--- EXCERPT ---
^^^^

Didi,
The Vitamin D Council is a 501(c)(3) nonprofit. Information can be found on the website, including information on staff, board, funding, etc…
http://www.vitamindcouncil.org/about-us/We have done a lot of advocacy work in the past but we’re shifting more into a resource center on vitamin D, working to bridge the gap between research and primary care/laymen.
It’s 1pm in the afternoon right now, and instead of being out in the sun, getting my vitamin D, I’m inside, typing away on a computer. This is why the public suffers from vitamin D deficiency. We evolved outdoors, without clothes, near the equator.
I am going to shift a little away from my organization’s voice over to my own personal voice here. I think one of the greatest disservices the nutrition “industry” does to the public is lead on that they have all the answers. I think most laymen, even nutritionists, have this idea in their head that current medical literature has all the answers to questions on nutrition and diet, when this couldn’t be further from the truth. Right now we have lots of agenda in nutrition, not many controlled trials. We need more controlled trials, way less agenda.
Let’s take diabetes, for example, a serious degenerative disorder that plagues the United States. Like you state, the medical field publicly recommend a plant-based diet to improve this condition. Let’s look at the Mayo Clinic’s “diabetes diet”: They recommend along with veggies and fruits: grains, legumes, and low-fat dairy, and to stay away from saturated fats and cholesterol.
http://www.mayoclinic.com/health/diabetes-diet/DA00027Yet a randomized study shows that a “Paleolithic diet…mainly lower in cereals and dairy products, and higher in fruits, vegetables, meat and eggs, as compared with the Diabetes diet” resulted in “lower mean values of HbA1c, triacylglycerol, diastolic blood pressure, weight, BMI and waist circumference, and higher mean values of high density lipoprotein cholesterol… Further, the Paleolithic diet was lower in total energy, energy density, carbohydrate, dietary glycemic load, saturated fatty acids and calcium, and higher in unsaturated fatty acids, dietary cholesterol and several vitamins.”

^^^^

--- RECORDS ---

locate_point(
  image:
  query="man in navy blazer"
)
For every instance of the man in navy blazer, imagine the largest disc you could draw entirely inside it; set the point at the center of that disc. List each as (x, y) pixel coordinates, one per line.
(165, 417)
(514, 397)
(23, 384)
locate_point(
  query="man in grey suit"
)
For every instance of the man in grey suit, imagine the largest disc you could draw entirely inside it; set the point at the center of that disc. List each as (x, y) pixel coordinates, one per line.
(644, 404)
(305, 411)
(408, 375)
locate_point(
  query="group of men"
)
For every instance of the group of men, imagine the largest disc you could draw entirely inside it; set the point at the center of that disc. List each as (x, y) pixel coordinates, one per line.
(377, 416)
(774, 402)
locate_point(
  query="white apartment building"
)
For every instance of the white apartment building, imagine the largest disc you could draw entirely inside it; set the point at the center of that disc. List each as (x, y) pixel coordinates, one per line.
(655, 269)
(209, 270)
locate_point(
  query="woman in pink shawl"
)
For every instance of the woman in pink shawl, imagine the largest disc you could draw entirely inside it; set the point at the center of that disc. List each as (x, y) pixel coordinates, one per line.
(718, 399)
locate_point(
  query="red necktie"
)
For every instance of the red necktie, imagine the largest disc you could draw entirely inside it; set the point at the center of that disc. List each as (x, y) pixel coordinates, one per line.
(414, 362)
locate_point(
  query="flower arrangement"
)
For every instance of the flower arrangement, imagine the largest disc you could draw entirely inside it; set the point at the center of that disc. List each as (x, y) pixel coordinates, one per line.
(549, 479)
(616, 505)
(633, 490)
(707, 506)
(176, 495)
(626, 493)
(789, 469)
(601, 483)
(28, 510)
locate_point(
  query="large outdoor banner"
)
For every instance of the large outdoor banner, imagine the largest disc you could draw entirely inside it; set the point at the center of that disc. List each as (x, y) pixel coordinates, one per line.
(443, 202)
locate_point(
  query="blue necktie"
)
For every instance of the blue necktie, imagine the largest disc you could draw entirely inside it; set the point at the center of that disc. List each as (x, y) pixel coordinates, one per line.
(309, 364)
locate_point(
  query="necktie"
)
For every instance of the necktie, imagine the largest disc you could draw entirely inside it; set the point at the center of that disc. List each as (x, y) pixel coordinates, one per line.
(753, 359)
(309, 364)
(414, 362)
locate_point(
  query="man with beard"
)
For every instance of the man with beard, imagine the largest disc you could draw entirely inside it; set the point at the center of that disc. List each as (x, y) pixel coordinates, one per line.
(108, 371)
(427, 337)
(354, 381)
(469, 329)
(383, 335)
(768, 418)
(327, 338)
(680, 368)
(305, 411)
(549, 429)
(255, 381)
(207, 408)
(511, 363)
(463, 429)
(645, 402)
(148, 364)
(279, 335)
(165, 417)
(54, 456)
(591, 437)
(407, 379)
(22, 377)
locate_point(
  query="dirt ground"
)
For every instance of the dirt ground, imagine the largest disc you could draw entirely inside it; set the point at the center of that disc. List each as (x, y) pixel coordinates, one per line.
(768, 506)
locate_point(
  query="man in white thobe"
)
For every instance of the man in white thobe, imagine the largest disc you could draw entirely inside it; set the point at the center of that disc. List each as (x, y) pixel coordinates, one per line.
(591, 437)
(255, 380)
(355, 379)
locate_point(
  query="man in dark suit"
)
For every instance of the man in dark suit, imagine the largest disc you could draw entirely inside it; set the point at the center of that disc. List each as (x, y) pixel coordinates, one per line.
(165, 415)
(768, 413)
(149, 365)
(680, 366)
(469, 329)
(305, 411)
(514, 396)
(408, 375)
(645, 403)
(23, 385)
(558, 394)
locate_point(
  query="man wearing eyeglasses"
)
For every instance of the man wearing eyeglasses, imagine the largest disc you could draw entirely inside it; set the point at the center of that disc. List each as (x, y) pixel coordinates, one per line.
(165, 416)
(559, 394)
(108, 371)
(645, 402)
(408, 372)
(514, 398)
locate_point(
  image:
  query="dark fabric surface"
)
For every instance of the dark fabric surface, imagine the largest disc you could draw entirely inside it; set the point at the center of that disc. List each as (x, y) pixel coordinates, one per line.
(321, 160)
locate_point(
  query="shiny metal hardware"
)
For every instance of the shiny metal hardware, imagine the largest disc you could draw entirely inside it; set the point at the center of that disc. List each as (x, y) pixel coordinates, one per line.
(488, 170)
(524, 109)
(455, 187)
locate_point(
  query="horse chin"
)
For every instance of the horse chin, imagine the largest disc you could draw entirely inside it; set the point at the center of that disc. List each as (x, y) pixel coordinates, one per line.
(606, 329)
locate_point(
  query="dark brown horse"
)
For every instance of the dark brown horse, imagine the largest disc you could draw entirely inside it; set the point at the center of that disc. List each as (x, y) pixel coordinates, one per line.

^^^^

--- HOW TO COMPLETE THIS TASK ---
Answer these questions using the letter on vitamin D:
1. What type of nonprofit is the Vitamin D Council?
2. Under what conditions does the letter say humans evolved?
3. Besides veggies and fruits, what foods does the Mayo Clinic's "diabetes diet" recommend?

--- EXERCISE OUTPUT ---
1. A 501(c)(3) nonprofit.
2. Outdoors, without clothes, near the equator.
3. Grains, legumes, and low-fat dairy.